Goal — From the line that includes "target: gabled roof" to the last line of the data, quote each line precisely; both boundary lines belong in the answer.
______________________________
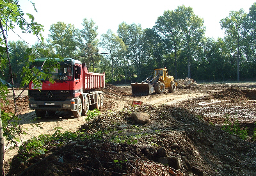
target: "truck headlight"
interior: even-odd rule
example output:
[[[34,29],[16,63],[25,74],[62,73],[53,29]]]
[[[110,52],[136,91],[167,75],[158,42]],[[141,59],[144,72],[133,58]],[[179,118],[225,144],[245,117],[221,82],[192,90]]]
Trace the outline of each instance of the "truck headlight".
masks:
[[[63,108],[70,108],[70,107],[71,107],[71,105],[70,104],[63,104]]]

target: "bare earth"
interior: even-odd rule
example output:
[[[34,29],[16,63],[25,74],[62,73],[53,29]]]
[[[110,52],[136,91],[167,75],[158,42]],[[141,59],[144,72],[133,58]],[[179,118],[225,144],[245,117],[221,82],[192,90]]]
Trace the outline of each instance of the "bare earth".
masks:
[[[256,143],[253,140],[253,131],[256,129],[255,83],[199,84],[195,87],[179,87],[173,93],[166,92],[163,94],[153,93],[142,97],[132,97],[130,86],[108,84],[102,90],[104,92],[104,108],[100,109],[102,115],[98,118],[100,118],[99,120],[104,122],[97,122],[99,127],[95,127],[95,131],[116,125],[115,128],[122,129],[122,127],[125,127],[125,131],[129,131],[135,130],[133,127],[136,125],[141,127],[140,132],[142,132],[142,131],[151,134],[138,140],[136,147],[120,145],[120,148],[127,148],[125,151],[130,152],[129,155],[137,157],[137,163],[134,161],[136,164],[132,165],[134,161],[131,157],[132,168],[128,169],[127,166],[120,169],[118,173],[129,173],[129,175],[157,175],[157,173],[159,175],[256,175]],[[17,95],[20,92],[16,90],[15,92]],[[85,116],[73,118],[65,112],[58,112],[53,117],[36,118],[35,111],[28,109],[27,93],[25,92],[24,93],[17,104],[20,126],[28,134],[21,136],[22,142],[41,134],[52,134],[58,127],[61,127],[60,130],[62,132],[75,132],[84,124],[93,123],[86,121]],[[132,100],[141,101],[143,105],[132,108]],[[13,105],[11,102],[3,109],[6,111],[13,111]],[[127,117],[130,111],[147,113],[150,120],[145,125],[136,124]],[[109,120],[109,118],[112,118]],[[245,140],[221,129],[221,127],[226,124],[227,118],[232,123],[238,121],[240,128],[248,129]],[[158,131],[158,133],[154,133],[153,131]],[[134,132],[139,133],[138,131]],[[109,136],[105,138],[108,139]],[[106,141],[99,141],[99,143],[95,148],[104,148],[108,150],[105,148],[107,147]],[[107,145],[109,148],[113,147],[109,142]],[[13,175],[21,171],[15,173],[8,163],[18,151],[17,149],[10,150],[6,144],[4,161],[6,168],[10,168],[10,175]],[[109,150],[113,151],[114,149]],[[164,150],[166,154],[159,156],[161,150]],[[115,150],[114,151],[117,152]],[[181,166],[172,166],[169,163],[172,157],[179,158]],[[159,161],[165,157],[169,158],[168,166],[164,165],[164,161]],[[84,161],[83,162],[86,163]],[[95,168],[95,166],[92,172],[77,164],[70,168],[70,172],[65,171],[65,173],[59,172],[56,174],[103,175],[102,172],[97,172],[100,169]],[[24,166],[24,168],[28,166]],[[67,166],[63,166],[65,167]],[[105,171],[111,170],[106,167]],[[38,168],[33,170],[40,170]],[[52,174],[54,172],[52,168],[42,170],[49,170]],[[58,168],[58,170],[61,169]],[[174,173],[171,173],[171,170]],[[37,175],[36,172],[32,173],[31,172],[31,174],[28,175]],[[76,175],[74,173],[80,173]],[[113,173],[113,170],[112,172],[104,172],[104,175],[120,175]],[[42,175],[57,175],[45,173]]]

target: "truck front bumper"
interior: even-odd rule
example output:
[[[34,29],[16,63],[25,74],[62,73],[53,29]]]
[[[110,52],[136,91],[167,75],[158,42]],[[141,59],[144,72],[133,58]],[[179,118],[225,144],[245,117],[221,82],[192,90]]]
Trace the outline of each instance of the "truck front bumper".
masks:
[[[35,101],[30,99],[29,108],[44,111],[65,111],[76,109],[75,99],[67,99],[65,101]]]

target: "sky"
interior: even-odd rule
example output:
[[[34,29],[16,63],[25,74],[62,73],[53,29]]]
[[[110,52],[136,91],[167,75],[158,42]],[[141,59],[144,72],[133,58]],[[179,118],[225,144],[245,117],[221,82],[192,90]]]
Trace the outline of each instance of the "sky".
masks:
[[[31,1],[35,4],[37,12]],[[164,11],[174,10],[182,5],[191,6],[196,15],[204,19],[206,36],[217,39],[224,36],[220,20],[228,17],[230,11],[243,8],[248,13],[253,3],[256,0],[19,0],[24,13],[32,14],[35,21],[44,26],[42,34],[45,39],[48,38],[51,24],[61,21],[82,29],[84,18],[92,19],[98,26],[99,36],[109,29],[116,33],[122,22],[140,24],[142,29],[152,28]],[[8,40],[22,40],[17,35],[29,45],[37,41],[35,36],[22,33],[18,29],[15,29],[15,33],[8,32]]]

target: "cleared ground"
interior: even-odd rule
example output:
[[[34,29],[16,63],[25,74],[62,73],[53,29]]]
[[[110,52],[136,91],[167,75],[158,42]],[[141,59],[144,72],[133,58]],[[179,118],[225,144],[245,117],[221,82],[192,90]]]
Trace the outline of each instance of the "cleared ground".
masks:
[[[68,149],[69,152],[74,150],[77,154],[69,152],[67,155],[56,154],[52,156],[55,160],[46,160],[48,164],[38,164],[29,173],[32,175],[36,175],[36,172],[48,170],[53,174],[57,173],[58,168],[59,173],[56,174],[63,175],[103,175],[102,173],[120,175],[115,175],[117,174],[115,172],[128,173],[129,175],[253,175],[256,173],[256,144],[253,139],[256,129],[255,87],[255,83],[199,84],[193,87],[178,87],[173,93],[166,92],[161,95],[132,97],[130,86],[108,84],[103,90],[105,99],[104,108],[100,110],[102,115],[91,122],[87,122],[85,116],[74,119],[61,112],[54,117],[36,119],[35,112],[28,109],[28,97],[24,96],[17,104],[21,126],[29,134],[21,136],[22,141],[40,134],[52,134],[56,127],[60,127],[61,131],[84,129],[92,133],[109,128],[117,129],[108,135],[103,134],[101,140],[77,141],[84,148],[96,148],[99,153],[74,147]],[[133,107],[132,100],[143,104]],[[4,109],[12,111],[13,104]],[[129,118],[133,111],[148,113],[150,120],[144,125],[137,124]],[[224,127],[231,127],[234,124],[248,131],[245,140],[223,130]],[[113,140],[116,136],[132,139],[136,136],[136,143],[118,144]],[[97,144],[95,145],[95,142]],[[97,156],[92,154],[93,152]],[[15,154],[17,150],[7,150],[5,161]],[[77,154],[87,157],[77,161]],[[46,154],[41,158],[49,155]],[[64,162],[58,161],[60,157],[65,159]],[[170,163],[172,157],[180,163],[179,167],[172,163],[164,166],[164,161],[159,161],[165,159]],[[104,164],[116,158],[128,161],[129,164],[118,170],[116,165]],[[90,165],[89,159],[96,159],[94,163],[97,164]],[[20,166],[19,171],[14,169],[19,164],[15,162],[10,174],[20,172],[38,161]],[[72,166],[68,164],[70,163],[73,163]],[[87,166],[84,163],[88,163]]]

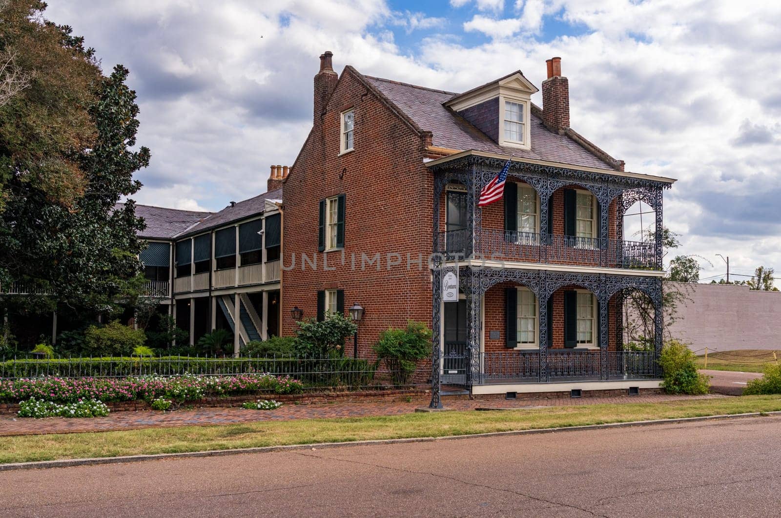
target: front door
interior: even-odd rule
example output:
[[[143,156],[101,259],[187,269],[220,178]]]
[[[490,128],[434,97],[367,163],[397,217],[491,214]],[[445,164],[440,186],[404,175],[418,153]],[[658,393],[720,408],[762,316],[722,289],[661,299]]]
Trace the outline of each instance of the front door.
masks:
[[[466,300],[444,303],[444,347],[442,382],[466,383]]]

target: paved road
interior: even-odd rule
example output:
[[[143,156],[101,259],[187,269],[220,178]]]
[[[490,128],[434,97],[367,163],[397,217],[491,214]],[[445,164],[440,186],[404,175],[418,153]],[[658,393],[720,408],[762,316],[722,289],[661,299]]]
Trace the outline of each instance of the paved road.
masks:
[[[781,417],[0,473],[0,516],[770,516]]]
[[[711,371],[700,369],[700,372],[711,376],[711,392],[715,394],[740,396],[750,379],[761,378],[761,372],[736,372],[733,371]]]

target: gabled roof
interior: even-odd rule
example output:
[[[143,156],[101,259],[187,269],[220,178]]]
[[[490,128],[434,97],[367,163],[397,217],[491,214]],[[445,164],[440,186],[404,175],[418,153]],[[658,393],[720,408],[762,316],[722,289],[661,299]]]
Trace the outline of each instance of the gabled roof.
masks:
[[[360,75],[354,69],[351,71]],[[517,73],[514,72],[501,79],[515,73]],[[545,127],[540,116],[540,108],[536,106],[533,106],[534,109],[532,110],[530,120],[531,149],[505,147],[458,113],[445,107],[444,103],[458,95],[455,92],[434,90],[380,77],[361,76],[386,100],[396,106],[415,126],[423,131],[431,132],[432,145],[436,147],[514,154],[520,158],[576,166],[610,169],[615,167],[615,161],[612,163],[608,161],[612,159],[607,154],[602,153],[605,158],[603,160],[595,152],[587,149],[567,134],[561,135]],[[491,83],[494,82],[496,81]]]
[[[280,188],[275,189],[274,190],[269,190],[269,192],[263,193],[262,194],[259,194],[255,197],[244,200],[244,201],[237,202],[237,204],[233,207],[228,205],[222,211],[210,215],[198,225],[188,229],[187,232],[177,235],[177,237],[191,236],[193,234],[205,232],[215,227],[227,225],[228,223],[232,223],[241,219],[246,219],[251,216],[262,214],[266,210],[266,200],[281,199],[282,189]]]
[[[143,218],[146,223],[146,229],[138,232],[138,236],[147,239],[171,239],[211,215],[211,212],[136,205],[136,217]]]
______________________________
Exercise answer —
target: gabled roof
interior: even-odd rule
example output:
[[[143,156],[101,259],[187,269],[220,178]]]
[[[490,128],[434,97],[367,163],[397,217],[491,214]],[[445,164],[440,186],[404,175],[418,153]],[[658,393],[720,408],[762,316],[722,289],[661,299]]]
Trace the outline of each instance of the gabled roof.
masks:
[[[360,75],[354,69],[351,71]],[[517,73],[514,72],[501,79],[515,73]],[[545,127],[540,116],[540,108],[536,106],[533,106],[534,109],[532,110],[530,120],[531,149],[505,147],[458,113],[445,107],[444,103],[458,95],[455,92],[434,90],[380,77],[361,76],[386,100],[396,106],[415,126],[423,131],[431,132],[432,145],[436,147],[514,154],[520,158],[576,166],[610,169],[615,167],[615,161],[612,163],[608,161],[612,159],[607,154],[602,153],[605,158],[603,160],[595,152],[587,149],[567,134],[561,135]],[[491,83],[494,82],[496,81]]]
[[[280,188],[275,189],[274,190],[269,190],[269,192],[263,193],[262,194],[259,194],[255,197],[244,200],[244,201],[237,202],[237,204],[233,207],[228,205],[222,211],[210,215],[198,225],[188,229],[187,232],[177,235],[177,237],[191,236],[193,234],[205,232],[215,227],[227,225],[228,223],[232,223],[241,219],[246,219],[251,216],[262,214],[266,210],[266,200],[281,199],[282,189]]]
[[[143,218],[146,223],[146,229],[138,232],[138,236],[147,239],[171,239],[211,215],[211,212],[136,205],[136,217]]]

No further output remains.